### BRIEF
Even where a line looks wrong, copy it exactly and include every entry.

:: GIVEN ENTRIES ::

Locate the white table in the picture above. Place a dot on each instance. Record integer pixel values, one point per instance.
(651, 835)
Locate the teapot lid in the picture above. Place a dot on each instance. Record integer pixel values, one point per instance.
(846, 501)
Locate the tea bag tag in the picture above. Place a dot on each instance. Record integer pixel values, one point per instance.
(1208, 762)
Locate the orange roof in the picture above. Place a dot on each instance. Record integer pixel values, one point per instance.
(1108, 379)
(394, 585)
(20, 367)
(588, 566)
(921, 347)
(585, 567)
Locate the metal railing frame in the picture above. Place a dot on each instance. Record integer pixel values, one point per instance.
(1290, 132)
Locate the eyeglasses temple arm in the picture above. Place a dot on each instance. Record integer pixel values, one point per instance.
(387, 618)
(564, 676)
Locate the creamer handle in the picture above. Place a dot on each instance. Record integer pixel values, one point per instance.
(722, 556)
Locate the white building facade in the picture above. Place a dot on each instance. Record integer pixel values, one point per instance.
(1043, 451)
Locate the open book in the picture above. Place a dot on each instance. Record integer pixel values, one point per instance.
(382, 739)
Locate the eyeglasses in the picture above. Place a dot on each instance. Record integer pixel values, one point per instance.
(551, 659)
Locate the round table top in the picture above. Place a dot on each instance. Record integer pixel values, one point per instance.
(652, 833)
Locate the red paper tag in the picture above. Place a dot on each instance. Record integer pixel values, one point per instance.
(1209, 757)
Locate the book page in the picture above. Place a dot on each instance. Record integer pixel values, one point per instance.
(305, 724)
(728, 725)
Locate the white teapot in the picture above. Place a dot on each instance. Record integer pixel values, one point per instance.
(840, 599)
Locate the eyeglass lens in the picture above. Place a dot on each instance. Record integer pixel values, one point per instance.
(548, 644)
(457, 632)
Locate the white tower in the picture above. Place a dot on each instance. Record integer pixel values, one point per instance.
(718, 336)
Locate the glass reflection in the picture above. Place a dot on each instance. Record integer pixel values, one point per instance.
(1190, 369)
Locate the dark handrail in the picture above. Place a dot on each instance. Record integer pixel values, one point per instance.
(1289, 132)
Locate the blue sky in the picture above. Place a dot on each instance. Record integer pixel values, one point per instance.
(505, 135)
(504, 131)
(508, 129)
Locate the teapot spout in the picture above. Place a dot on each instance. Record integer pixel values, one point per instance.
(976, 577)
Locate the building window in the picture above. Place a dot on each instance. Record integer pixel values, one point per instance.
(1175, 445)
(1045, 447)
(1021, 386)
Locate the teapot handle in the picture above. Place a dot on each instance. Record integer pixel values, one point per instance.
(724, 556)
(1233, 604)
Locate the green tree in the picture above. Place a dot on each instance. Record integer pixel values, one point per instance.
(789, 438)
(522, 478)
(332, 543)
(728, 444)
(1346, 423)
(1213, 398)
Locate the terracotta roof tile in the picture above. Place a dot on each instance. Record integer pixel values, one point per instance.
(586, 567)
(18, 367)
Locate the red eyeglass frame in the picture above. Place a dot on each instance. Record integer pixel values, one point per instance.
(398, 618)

:::

### OUTPUT BELOW
Locate the white table in the picture above. Place a dot on each instance. Record integer pixel values, one point per instance.
(651, 835)
Locate the teapot lid in the picture above. Place a dot on each instance. Record integer pixel values, one point per instance.
(846, 501)
Locate the tea bag tag in the picture above. Place a dot on each instance. Record integer pixel values, one point per instance.
(1208, 762)
Locate the orange roof in the picture above. Place a dot on each instance. Record integer pixel values, one point per instance.
(1108, 379)
(394, 585)
(20, 367)
(588, 566)
(921, 347)
(585, 567)
Locate the metal railing frame in the picture above. Place a dot on each instance. Record integer pixel values, one point per instance.
(1290, 132)
Locate the eyeglasses temple arm in the picture above. Place a dot on each instance. Record integer pixel values, one point per instance.
(387, 618)
(564, 676)
Locate the creamer handle in the picture above. Place a dot on each instance. Record integer pixel values, one point per instance.
(722, 556)
Locate the white building facade in the picture above. Place a dot on each instance. Record integer pixel values, one point per instance.
(1043, 451)
Locate the open book in the picture above. Place a dot on each instance. Record integer pixel values, one point per instance.
(382, 739)
Locate the eyeglasses in the picture above. Place a dot on each instance. Record integer pixel values, one point per instance.
(551, 659)
Locate the round table top in the picture above. Place a dot on each instance. Record integer pixel values, one point per instance.
(652, 833)
Locate the red paper tag in the picture above. Place a dot on each instance. Record integer pixel values, one point per instance.
(1209, 757)
Locate the book page in the picture above. Place a dot on each instance. Record integer pixel values, one point per instance.
(305, 724)
(728, 725)
Locate the white teapot in the picture above. Place a dot on each instance. Record integer pixel values, one point per instance.
(840, 599)
Locate the eyeglass lens in the picture above. Place a dot on each instance. Record integer pixel values, one point per instance.
(548, 644)
(457, 632)
Locate the white tower in the picture above. Place a dot on each instance. Record integer pixel values, one point per instance.
(718, 336)
Locate the glass reflection in the picture above. Place a dot on each instance. Record integer pixel values, one point per instance.
(1190, 369)
Locate the dark handrail in the picture above. Place a dot on each instance. Record integer pixel values, one point per instance.
(1289, 132)
Locate the blue sky in the picture above. Place a dot on each instance. Record integer pixel values, one point per instance.
(505, 135)
(504, 131)
(508, 129)
Locate the teapot spout in the picture above. Place a dot on each instance. Record integer pixel values, one point per instance.
(976, 577)
Locate the building window in the picture above. Place a dot on each instance. Record integer pixel values, one point per instance.
(1175, 445)
(1045, 447)
(1021, 386)
Locate the teapot handle in the picture above. Place a dot on each instance. Record integer pixel values, one point per instance.
(724, 556)
(1233, 604)
Locate the green tree in the picture above. Place a dot on each instance. Record integer pixel values, one point per instance.
(789, 438)
(522, 478)
(332, 543)
(728, 444)
(1346, 423)
(1213, 398)
Locate the terracotta roof tile in the picture above. Place a dot on each instance. Record integer pixel values, one point per instance.
(586, 567)
(18, 367)
Locate the red eyeglass frame in the picture above. Place a dot on each instance. Record integer pixel values, one point per instance.
(398, 618)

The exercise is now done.